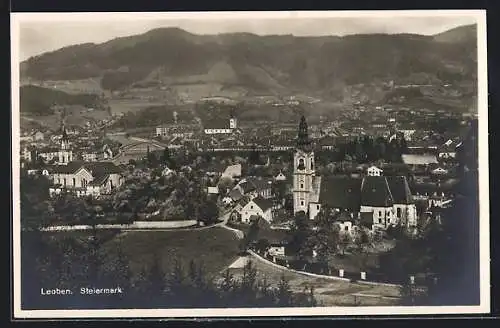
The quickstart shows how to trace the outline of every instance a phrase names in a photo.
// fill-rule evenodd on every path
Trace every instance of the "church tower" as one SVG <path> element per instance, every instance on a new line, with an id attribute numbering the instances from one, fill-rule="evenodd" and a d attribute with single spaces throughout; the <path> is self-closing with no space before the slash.
<path id="1" fill-rule="evenodd" d="M 299 124 L 297 147 L 293 164 L 293 213 L 309 209 L 315 176 L 314 151 L 309 140 L 306 118 L 302 116 Z"/>
<path id="2" fill-rule="evenodd" d="M 61 146 L 58 152 L 59 164 L 66 165 L 73 161 L 73 151 L 70 149 L 68 134 L 66 133 L 66 128 L 64 123 L 61 125 Z"/>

** Directions **
Skipping all pictures, set the listing down exactly as written.

** Task answer **
The quickstart shows how to trace the outline of every instance a phrase names in a photo.
// fill-rule evenodd on every path
Trace every instance of the "church tower" as one SVG <path> element per instance, every instance on a new line, with an id attribute numbering the instances from one, fill-rule="evenodd" and a d attribute with single spaces throughout; the <path> is self-closing with no space before the slash.
<path id="1" fill-rule="evenodd" d="M 299 124 L 297 147 L 293 164 L 293 213 L 309 209 L 315 176 L 314 151 L 309 140 L 306 118 L 302 116 Z"/>
<path id="2" fill-rule="evenodd" d="M 61 146 L 58 152 L 59 164 L 66 165 L 73 161 L 73 151 L 70 149 L 68 134 L 66 133 L 66 128 L 64 123 L 61 125 Z"/>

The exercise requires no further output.